### Instructions for the task
Write out the entries below once more, exactly.

### Information supplied
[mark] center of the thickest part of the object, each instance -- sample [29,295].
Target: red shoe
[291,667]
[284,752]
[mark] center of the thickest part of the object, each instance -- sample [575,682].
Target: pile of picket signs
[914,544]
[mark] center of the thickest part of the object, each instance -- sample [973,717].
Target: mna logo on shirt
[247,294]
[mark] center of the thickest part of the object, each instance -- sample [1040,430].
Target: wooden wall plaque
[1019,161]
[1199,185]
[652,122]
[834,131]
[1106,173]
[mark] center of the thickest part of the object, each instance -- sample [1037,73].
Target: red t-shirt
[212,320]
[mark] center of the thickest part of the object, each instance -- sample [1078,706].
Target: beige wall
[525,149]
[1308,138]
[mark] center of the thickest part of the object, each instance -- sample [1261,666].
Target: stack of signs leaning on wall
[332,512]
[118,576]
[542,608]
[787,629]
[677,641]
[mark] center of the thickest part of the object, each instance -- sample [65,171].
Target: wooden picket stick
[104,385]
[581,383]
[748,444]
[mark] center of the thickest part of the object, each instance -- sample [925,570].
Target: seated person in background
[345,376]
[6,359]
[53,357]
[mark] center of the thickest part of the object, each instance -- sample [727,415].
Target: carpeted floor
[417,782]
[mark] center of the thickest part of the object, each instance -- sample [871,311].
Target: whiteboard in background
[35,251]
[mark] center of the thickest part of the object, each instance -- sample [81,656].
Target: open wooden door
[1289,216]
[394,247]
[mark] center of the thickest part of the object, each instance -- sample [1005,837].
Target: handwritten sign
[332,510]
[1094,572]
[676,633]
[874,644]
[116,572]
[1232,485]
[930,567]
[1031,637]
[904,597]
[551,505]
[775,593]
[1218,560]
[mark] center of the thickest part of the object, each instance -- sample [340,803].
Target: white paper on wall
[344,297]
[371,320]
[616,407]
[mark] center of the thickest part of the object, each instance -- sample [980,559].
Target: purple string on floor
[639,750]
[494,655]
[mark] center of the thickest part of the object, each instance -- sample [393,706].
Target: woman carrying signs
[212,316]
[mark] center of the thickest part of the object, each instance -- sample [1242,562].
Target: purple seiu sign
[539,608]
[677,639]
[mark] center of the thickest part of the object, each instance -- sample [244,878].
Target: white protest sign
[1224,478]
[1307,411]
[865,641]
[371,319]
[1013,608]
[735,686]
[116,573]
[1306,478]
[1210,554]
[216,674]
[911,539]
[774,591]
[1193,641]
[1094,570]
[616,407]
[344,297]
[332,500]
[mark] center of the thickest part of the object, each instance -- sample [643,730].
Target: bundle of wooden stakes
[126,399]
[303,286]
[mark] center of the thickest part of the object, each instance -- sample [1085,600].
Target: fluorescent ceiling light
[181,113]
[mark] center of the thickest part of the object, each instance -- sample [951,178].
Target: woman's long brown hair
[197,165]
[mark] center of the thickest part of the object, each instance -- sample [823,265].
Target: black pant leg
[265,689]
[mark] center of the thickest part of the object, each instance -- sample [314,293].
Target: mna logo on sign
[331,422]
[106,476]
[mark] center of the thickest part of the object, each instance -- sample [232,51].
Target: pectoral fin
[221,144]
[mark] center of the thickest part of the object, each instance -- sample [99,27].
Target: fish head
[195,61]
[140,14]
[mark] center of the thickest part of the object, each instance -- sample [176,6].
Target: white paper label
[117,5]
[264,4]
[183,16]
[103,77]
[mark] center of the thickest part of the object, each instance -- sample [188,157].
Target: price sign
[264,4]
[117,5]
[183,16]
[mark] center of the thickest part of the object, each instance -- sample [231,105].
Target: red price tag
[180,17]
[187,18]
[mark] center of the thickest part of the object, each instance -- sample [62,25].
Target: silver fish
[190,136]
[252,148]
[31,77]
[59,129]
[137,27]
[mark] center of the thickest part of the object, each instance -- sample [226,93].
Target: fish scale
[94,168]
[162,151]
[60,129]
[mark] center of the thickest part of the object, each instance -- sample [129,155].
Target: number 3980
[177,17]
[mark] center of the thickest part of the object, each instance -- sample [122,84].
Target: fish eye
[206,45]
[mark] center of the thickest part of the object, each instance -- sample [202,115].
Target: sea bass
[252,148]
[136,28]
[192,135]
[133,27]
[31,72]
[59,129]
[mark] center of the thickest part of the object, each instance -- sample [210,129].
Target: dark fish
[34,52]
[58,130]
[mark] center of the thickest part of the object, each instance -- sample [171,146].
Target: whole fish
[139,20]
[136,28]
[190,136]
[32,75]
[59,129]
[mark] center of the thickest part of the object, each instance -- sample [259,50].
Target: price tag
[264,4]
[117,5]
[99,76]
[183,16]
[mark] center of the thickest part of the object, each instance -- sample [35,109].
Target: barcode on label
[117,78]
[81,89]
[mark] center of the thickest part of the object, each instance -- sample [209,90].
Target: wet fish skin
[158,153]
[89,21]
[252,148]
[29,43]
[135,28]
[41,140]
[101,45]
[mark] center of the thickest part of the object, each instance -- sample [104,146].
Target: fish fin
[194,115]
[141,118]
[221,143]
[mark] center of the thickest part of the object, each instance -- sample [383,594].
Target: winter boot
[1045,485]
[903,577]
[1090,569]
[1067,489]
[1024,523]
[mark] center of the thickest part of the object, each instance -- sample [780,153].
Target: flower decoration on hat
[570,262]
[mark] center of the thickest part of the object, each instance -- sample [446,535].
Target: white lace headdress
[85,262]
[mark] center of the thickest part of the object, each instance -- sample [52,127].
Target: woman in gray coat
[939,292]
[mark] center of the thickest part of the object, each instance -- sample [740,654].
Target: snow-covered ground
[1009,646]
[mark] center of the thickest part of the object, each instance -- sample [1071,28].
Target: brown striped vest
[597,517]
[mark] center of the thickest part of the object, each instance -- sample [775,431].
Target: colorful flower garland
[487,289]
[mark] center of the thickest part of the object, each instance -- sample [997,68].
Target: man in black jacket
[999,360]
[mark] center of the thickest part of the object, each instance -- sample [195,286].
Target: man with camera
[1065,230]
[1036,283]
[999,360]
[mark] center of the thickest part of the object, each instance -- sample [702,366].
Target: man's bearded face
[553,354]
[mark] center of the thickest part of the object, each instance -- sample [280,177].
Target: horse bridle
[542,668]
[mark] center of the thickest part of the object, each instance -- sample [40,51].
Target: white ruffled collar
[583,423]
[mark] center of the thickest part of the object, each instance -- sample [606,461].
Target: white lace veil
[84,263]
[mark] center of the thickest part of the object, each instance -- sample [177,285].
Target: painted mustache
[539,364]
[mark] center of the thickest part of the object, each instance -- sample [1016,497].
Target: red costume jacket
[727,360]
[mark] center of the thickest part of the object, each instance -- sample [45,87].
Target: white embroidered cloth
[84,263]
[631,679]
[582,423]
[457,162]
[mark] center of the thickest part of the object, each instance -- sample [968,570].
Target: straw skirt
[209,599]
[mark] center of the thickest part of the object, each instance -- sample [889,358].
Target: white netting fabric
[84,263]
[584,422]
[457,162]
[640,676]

### Output for this task
[mark] center of the thickest part of the object, each instance -- sample [29,295].
Target: red shoe
[291,667]
[284,752]
[mark] center of the thickest part of the object, each instance -- sample [575,682].
Target: pile of picket signs
[914,544]
[mark] center of the thickest part of the object, each instance -- sample [973,717].
Target: mna logo on shirt
[247,294]
[mark] center of the thickest part of the object, each instance -- sample [1040,430].
Target: wooden wall plaque
[1019,161]
[1199,185]
[652,122]
[834,131]
[1106,173]
[mark] center of the thickest part of the object, each instance -- sample [1037,73].
Target: red t-shirt
[212,320]
[mark] center of the thickest part of the object, each instance -- sample [1078,706].
Target: beige wall
[525,149]
[1308,138]
[mark] center of the thickest part of the object, each instance -- sample [1261,666].
Target: stack of signs leaning on wall
[332,512]
[118,576]
[542,608]
[787,629]
[677,641]
[mark] center of the thickest part of the object, each instance -- sample [65,171].
Target: wooden picket stick
[104,385]
[581,383]
[748,444]
[mark] center of the thickest part of the object, each instance -- sample [925,570].
Target: seated person in background
[345,376]
[6,359]
[53,357]
[mark] center of the thickest part of the object, each instance -- sample [727,415].
Target: carpeted floor
[417,782]
[mark] center of the thickest part of the object, each instance -- sample [871,311].
Target: whiteboard in background
[35,251]
[mark] center of the thickest part of the object, each instance -- sample [81,656].
Target: open wooden door
[1289,216]
[394,247]
[mark] center of the thickest part of the object, each instance -- sample [1005,837].
Target: handwritten sign
[332,510]
[1094,572]
[676,633]
[874,644]
[116,572]
[1232,485]
[930,567]
[1031,637]
[904,597]
[551,505]
[775,593]
[1218,560]
[mark] center of the thickest part of the object, each instance -- sample [340,803].
Target: white paper on wall
[344,297]
[371,320]
[616,407]
[mark] center of the thickest part of the object, each instance -- sample [980,559].
Target: purple string on floor
[639,750]
[494,655]
[mark] center of the thickest part of the object, each instance -- sample [393,706].
Target: woman carrying signs
[212,316]
[mark] center of the thickest part of the object, each instance -- sample [1242,562].
Target: purple seiu sign
[539,608]
[677,639]
[mark] center of the thickest part of the object, each instance -- sample [244,878].
Target: white protest sign
[1224,478]
[1307,411]
[865,641]
[371,319]
[1013,608]
[735,686]
[116,573]
[1306,478]
[1210,554]
[216,674]
[911,539]
[774,591]
[1193,641]
[1094,570]
[616,407]
[344,297]
[332,500]
[mark] center of the thickest part of the object, each instance -- sample [643,730].
Target: bundle of wooden stakes
[126,399]
[303,286]
[mark] center of the thickest part of the object, each instance -- sample [1085,600].
Target: fluorescent ceiling light
[181,113]
[mark] center of the thickest part of the object, each instance -- sample [951,178].
Target: woman's long brown hair
[197,165]
[mark] center of the thickest part of the object, each instance -- sample [823,265].
Target: black pant leg
[265,689]
[mark] center of the thickest part of the object, each instance -- sample [314,293].
Target: mna logo on sign
[331,422]
[106,476]
[mark] center of the thickest part of the object, each instance -- sample [232,51].
Target: pectoral fin
[221,144]
[mark] center of the thickest part of the object, each instance -- sample [99,27].
Target: fish head
[195,61]
[140,14]
[mark] center of the thickest part of the object, each instance -- sample [176,6].
Target: white paper label
[117,5]
[264,4]
[183,16]
[103,77]
[mark] center of the thickest part of the object, each instance -- sample [188,157].
Target: price sign
[264,4]
[117,5]
[183,16]
[mark] center of the thickest part of the object, each instance -- sample [231,105].
Target: red price tag
[180,17]
[187,18]
[mark] center of the thickest part of the object, each instance -- sample [62,25].
Target: silver fish
[190,136]
[252,148]
[31,77]
[59,129]
[137,27]
[mark] center of the thickest part of the object, each instance -- sample [226,93].
Target: fish scale
[94,168]
[162,151]
[60,129]
[mark] center of the thickest part of the object, each instance -- sample [129,155].
Target: number 3980
[177,17]
[mark] center of the thickest part of the object, each instance -- sample [122,84].
Target: fish eye
[206,45]
[mark] center of the thickest part of the object, each instance -- sample [202,115].
Target: sea bass
[252,148]
[136,28]
[192,135]
[133,27]
[31,72]
[59,129]
[mark] center of the thickest part of the object, each instance -- sample [210,129].
Target: dark fish
[34,52]
[58,130]
[mark] center of the thickest part of the object, each instance -- sample [171,146].
Target: whole fish
[139,20]
[136,28]
[190,136]
[32,75]
[59,129]
[mark] center of the thickest part of the object, each instance -- sample [259,50].
Target: price tag
[264,4]
[117,5]
[99,76]
[183,16]
[mark] center of the thickest part of the object, each instance -- sample [35,109].
Target: barcode on label
[117,78]
[81,89]
[mark] center of the thickest part of the object, each instance -- sample [209,90].
Target: wet fish skin
[158,153]
[89,21]
[252,148]
[29,43]
[135,28]
[41,140]
[101,45]
[mark] center of the thickest part of the object, each instance -- sample [104,146].
Target: fish fin
[194,115]
[141,118]
[221,143]
[mark] center of the thickest part of the object, each instance -- sample [383,594].
Target: winter boot
[1045,485]
[903,577]
[1090,569]
[1067,489]
[1024,523]
[mark] center of the thickest part of the object, each instance -- sample [780,153].
Target: flower decoration on hat
[570,262]
[mark] center of the thickest part of the object, each instance -- sample [446,535].
Target: white lace headdress
[85,262]
[mark] center of the thickest part of the object, each instance -- sample [52,127].
Target: woman in gray coat
[939,292]
[mark] center of the thickest part of the object, each instance -- sample [740,654].
Target: snow-covered ground
[1009,646]
[mark] center of the thickest part of the object, each instance -- sample [1071,28].
Target: brown striped vest
[597,517]
[mark] center of the thickest part of the object, each instance -- sample [775,431].
Target: colorful flower garland
[487,289]
[mark] center of the thickest part of the object, each instance -- sample [997,68].
Target: man in black jacket
[999,360]
[mark] center of the thickest part of the object, each instance -- sample [195,286].
Target: man with camera
[1065,230]
[1036,283]
[999,360]
[mark] center of the thickest part of the object, each instance -- sample [702,366].
Target: man's bearded face
[553,354]
[mark] center of the thickest part of the object, each instance -- sample [280,177].
Target: horse bridle
[542,668]
[mark] center of the thickest part of the object, each instance -- sample [40,51].
Target: white ruffled collar
[583,423]
[mark] center of the thickest part of the object, each instance -- sample [606,461].
Target: white lace veil
[84,263]
[mark] center of the thickest part of the object, each instance -- sample [177,285].
Target: painted mustache
[539,364]
[mark] center of the thickest part of the object, each instance -- sample [1016,497].
Target: red costume jacket
[727,360]
[mark] center of the thickest part of the object, each instance -- sample [45,87].
Target: white embroidered cloth
[84,263]
[631,679]
[582,423]
[457,162]
[mark] center of the thickest part of the object, each instance -- sample [968,570].
Target: straw skirt
[209,599]
[mark] center of the thickest part of the object, each instance -- sample [889,358].
Target: white netting fabric
[84,263]
[584,422]
[457,162]
[640,676]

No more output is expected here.